[Extracted entries Boundary: Start]

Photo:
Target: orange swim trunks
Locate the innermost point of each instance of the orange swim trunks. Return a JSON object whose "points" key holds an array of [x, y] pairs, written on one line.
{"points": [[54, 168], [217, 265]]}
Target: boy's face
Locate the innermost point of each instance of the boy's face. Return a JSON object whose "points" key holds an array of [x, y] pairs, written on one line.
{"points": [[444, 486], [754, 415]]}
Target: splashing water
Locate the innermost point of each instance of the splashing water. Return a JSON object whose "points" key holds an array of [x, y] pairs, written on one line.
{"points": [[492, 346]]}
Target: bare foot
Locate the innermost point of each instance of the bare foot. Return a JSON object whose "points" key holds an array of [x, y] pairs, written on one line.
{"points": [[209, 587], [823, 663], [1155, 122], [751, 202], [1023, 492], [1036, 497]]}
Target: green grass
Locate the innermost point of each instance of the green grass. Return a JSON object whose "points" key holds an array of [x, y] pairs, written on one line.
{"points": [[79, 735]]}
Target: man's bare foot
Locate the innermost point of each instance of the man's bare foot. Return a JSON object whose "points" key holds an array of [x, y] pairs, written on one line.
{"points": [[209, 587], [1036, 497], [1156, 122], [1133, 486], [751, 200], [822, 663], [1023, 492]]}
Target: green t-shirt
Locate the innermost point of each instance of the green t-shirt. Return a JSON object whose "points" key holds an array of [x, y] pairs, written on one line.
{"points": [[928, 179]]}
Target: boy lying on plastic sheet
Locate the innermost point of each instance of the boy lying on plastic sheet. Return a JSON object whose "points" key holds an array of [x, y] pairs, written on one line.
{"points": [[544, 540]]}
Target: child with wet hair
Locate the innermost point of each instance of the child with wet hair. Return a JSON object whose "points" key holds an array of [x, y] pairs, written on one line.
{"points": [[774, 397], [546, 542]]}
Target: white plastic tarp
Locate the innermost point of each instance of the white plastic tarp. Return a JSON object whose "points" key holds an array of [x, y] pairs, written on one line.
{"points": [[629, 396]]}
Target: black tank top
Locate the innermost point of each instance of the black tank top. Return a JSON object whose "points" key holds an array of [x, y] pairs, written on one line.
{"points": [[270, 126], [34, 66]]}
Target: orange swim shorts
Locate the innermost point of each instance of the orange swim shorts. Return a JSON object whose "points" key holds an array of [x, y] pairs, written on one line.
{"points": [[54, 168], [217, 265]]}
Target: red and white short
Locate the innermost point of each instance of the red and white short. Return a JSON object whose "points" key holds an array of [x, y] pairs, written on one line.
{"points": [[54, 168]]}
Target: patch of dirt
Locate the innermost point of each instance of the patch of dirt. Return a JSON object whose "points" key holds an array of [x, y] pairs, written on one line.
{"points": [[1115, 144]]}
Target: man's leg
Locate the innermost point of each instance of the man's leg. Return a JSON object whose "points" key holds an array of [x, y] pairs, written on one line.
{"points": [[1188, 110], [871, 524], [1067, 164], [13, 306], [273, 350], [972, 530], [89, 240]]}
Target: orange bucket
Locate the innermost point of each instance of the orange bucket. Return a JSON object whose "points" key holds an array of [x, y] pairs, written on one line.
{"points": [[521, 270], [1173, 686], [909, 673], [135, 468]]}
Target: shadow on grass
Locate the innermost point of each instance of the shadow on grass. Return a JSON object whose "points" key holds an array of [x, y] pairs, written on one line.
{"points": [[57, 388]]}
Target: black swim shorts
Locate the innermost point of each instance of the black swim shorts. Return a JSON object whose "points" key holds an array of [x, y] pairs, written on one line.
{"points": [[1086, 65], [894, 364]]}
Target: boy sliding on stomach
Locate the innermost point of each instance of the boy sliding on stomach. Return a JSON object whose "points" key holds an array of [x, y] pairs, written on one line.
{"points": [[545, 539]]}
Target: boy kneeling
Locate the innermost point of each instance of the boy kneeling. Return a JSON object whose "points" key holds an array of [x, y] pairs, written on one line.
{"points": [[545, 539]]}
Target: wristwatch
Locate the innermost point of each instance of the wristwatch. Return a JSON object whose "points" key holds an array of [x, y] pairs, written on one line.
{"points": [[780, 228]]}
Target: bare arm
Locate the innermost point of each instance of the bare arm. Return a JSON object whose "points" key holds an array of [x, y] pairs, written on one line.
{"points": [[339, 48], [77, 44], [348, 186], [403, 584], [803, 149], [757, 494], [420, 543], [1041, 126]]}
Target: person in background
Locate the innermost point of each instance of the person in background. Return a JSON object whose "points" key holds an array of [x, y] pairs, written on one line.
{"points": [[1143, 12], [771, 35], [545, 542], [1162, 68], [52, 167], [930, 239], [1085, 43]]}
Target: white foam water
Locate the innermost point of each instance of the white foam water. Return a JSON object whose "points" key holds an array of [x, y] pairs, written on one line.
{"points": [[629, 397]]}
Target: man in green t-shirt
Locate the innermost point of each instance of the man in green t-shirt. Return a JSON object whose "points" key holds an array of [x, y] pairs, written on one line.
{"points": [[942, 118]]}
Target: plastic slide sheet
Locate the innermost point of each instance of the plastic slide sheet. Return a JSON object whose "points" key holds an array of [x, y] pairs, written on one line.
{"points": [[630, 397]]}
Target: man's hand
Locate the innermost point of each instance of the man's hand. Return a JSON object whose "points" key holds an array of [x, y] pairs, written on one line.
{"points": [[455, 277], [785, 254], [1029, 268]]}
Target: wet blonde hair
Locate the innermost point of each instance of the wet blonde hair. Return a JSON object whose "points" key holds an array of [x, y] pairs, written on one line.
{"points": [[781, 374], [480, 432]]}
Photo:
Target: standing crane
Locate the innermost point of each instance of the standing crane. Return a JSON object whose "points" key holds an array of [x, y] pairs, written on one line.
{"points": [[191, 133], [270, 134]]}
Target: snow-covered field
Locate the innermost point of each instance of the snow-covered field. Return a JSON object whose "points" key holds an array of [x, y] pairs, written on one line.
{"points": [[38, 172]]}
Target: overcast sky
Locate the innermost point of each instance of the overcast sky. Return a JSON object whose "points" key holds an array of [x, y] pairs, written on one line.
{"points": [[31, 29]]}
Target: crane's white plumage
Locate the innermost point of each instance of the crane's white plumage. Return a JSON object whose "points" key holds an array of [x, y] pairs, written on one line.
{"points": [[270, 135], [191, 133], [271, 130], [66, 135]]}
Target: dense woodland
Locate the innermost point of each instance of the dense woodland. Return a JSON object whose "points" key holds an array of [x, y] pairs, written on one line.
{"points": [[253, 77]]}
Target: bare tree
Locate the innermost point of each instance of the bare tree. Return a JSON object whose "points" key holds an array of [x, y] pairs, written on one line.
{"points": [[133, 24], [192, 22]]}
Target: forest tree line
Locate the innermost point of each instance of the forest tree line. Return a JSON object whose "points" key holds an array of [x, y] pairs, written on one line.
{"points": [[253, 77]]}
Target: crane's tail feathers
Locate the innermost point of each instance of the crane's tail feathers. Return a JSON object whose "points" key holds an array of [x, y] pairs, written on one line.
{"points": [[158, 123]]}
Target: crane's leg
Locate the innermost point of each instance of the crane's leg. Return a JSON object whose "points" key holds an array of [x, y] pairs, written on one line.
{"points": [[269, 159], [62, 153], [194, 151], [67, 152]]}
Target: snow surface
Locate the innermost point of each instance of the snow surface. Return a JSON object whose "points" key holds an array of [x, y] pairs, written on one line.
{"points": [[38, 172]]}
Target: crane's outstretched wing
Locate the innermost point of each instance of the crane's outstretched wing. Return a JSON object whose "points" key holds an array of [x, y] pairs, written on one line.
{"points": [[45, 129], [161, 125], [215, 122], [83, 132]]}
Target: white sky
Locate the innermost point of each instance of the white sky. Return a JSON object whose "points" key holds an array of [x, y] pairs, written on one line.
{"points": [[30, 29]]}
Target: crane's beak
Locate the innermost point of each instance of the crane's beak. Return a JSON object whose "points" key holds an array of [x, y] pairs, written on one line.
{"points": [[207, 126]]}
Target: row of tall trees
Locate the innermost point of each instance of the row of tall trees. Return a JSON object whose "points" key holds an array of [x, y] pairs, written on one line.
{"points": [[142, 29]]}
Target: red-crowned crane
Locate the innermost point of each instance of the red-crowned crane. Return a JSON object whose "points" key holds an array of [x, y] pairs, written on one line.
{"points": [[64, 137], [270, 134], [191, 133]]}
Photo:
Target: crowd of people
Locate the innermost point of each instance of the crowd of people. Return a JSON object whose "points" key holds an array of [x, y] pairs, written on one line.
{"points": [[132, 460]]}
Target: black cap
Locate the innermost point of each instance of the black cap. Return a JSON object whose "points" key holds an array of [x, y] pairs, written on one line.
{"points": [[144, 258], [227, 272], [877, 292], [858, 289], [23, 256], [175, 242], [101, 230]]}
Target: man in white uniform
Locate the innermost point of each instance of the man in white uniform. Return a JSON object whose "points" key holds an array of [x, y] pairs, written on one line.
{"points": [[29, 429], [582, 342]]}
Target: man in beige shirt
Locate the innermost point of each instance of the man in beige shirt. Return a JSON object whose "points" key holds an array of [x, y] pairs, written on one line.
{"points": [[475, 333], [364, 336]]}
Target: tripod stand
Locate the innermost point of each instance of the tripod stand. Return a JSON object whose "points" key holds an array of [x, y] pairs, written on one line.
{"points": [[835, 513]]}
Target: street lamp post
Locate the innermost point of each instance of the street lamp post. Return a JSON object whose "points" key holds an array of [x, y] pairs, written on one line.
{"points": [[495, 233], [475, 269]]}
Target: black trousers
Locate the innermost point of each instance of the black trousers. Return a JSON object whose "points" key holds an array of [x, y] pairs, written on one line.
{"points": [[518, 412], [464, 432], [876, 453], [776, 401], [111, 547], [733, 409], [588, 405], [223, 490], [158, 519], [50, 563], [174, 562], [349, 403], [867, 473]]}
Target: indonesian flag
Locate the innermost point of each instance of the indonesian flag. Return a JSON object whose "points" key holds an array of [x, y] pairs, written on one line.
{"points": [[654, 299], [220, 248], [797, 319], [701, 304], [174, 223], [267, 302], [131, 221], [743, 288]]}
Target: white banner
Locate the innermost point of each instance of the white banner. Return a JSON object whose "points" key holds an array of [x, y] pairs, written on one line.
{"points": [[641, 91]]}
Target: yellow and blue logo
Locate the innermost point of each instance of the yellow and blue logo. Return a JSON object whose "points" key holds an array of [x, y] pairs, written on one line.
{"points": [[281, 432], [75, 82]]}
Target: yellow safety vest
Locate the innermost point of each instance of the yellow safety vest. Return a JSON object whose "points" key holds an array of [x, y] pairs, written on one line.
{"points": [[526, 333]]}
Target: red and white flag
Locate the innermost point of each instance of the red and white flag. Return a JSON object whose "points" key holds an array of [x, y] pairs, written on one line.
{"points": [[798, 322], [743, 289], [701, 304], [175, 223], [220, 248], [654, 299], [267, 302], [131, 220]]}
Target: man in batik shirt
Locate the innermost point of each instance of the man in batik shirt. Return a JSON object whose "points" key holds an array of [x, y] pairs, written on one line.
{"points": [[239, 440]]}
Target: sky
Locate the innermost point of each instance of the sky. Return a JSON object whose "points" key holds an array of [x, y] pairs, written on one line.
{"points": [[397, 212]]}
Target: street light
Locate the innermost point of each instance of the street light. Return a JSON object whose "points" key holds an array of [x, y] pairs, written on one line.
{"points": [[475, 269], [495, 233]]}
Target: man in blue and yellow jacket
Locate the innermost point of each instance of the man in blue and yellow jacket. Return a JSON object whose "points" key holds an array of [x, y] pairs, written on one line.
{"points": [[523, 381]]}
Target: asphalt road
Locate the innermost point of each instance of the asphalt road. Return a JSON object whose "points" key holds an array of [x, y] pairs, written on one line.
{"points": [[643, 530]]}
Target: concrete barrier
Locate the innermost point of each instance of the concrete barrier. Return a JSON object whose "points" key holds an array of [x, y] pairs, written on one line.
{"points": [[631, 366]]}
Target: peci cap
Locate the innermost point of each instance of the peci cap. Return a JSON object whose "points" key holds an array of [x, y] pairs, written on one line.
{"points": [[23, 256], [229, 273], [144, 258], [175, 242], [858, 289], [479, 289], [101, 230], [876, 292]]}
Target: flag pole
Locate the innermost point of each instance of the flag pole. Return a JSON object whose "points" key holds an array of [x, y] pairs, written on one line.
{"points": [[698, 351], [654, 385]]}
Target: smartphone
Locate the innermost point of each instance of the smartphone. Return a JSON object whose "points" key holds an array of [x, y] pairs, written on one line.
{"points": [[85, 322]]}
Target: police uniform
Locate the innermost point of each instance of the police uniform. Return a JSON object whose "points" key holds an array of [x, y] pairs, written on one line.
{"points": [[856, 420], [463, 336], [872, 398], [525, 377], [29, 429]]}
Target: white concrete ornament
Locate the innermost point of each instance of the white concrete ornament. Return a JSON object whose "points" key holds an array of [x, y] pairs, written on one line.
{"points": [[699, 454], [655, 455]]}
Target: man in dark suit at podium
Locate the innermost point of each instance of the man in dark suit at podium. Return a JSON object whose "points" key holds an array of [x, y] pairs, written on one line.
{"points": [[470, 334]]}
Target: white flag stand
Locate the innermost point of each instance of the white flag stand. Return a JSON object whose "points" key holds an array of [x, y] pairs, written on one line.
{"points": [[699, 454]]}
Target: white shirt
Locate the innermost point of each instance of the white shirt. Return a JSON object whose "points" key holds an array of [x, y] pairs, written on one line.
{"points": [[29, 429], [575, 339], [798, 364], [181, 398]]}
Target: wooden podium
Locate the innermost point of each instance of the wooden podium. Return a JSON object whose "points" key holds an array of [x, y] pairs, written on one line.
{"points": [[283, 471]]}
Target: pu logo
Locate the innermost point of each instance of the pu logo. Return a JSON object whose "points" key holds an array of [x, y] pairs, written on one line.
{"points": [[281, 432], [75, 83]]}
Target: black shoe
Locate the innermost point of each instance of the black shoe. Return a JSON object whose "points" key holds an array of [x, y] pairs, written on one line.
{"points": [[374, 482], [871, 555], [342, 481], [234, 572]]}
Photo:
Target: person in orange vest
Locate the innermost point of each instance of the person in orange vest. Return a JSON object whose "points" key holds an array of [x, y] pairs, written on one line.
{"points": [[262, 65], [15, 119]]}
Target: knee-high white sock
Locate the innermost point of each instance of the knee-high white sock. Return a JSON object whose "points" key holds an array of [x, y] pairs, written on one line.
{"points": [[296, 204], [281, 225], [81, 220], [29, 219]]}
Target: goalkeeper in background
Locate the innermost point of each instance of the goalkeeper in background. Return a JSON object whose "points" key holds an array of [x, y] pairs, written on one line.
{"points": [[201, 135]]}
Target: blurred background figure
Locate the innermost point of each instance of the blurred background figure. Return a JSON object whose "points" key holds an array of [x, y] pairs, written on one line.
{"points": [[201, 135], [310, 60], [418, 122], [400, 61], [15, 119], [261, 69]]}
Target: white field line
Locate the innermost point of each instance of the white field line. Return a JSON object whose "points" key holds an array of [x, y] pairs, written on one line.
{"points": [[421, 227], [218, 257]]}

[Extracted entries Boundary: End]

* **Work required**
Copy nothing beyond the line containing "Target: child with wet hair". Transcribe exactly from the first line of the entries down to that line, inclusive.

* **Answer below**
Photo:
Target: orange swim trunks
Locate the innermost point of each instance of the orange swim trunks. Return a JSON object whose "points" key holds an array of [x, y] pairs, written on one line.
{"points": [[54, 168], [217, 265]]}
Target: boy's face
Locate the innermost point of each instance of the boy's face. Return a JSON object whose "points" key holds an array of [x, y] pairs, written on one line.
{"points": [[444, 486], [754, 415]]}
Target: splashing water
Locate the innermost point of each instance of the splashing water. Return a JSON object whose "points" key holds an array of [x, y] pairs, written on one line.
{"points": [[492, 346]]}
Target: bare foot
Locate the innermost point of each instance of the bare foot. Return a JSON object whose "points" key holds an array of [x, y] pairs, written on one line.
{"points": [[209, 587], [823, 663], [1155, 122], [751, 202], [1023, 492], [1036, 497]]}
Target: green grass
Locate the innermost point of each instance of the green grass. Return a JSON object whose "points" key holds an array of [x, y] pairs, written on one line.
{"points": [[79, 735]]}
Target: man's bare foot
Locate the innermost point of each instance of the man's bare foot. Return a JSON object whose "points" key holds an array of [x, y] pairs, written on one line.
{"points": [[209, 587], [1036, 497], [1156, 122], [1133, 486], [751, 200], [822, 663], [1023, 492]]}
Target: green t-shirt
Locate the innermost point of each instance of the green t-shirt. Return a JSON object whose "points" key holds an array of [x, y] pairs, written on one line.
{"points": [[928, 179]]}
Target: boy lying on plastic sheet
Locate the innermost point of each instance of the boy lying on plastic sheet. Return a JSON object whose "points" key holds an array of [x, y] pairs, written on one line.
{"points": [[544, 540]]}
Target: child with wet hair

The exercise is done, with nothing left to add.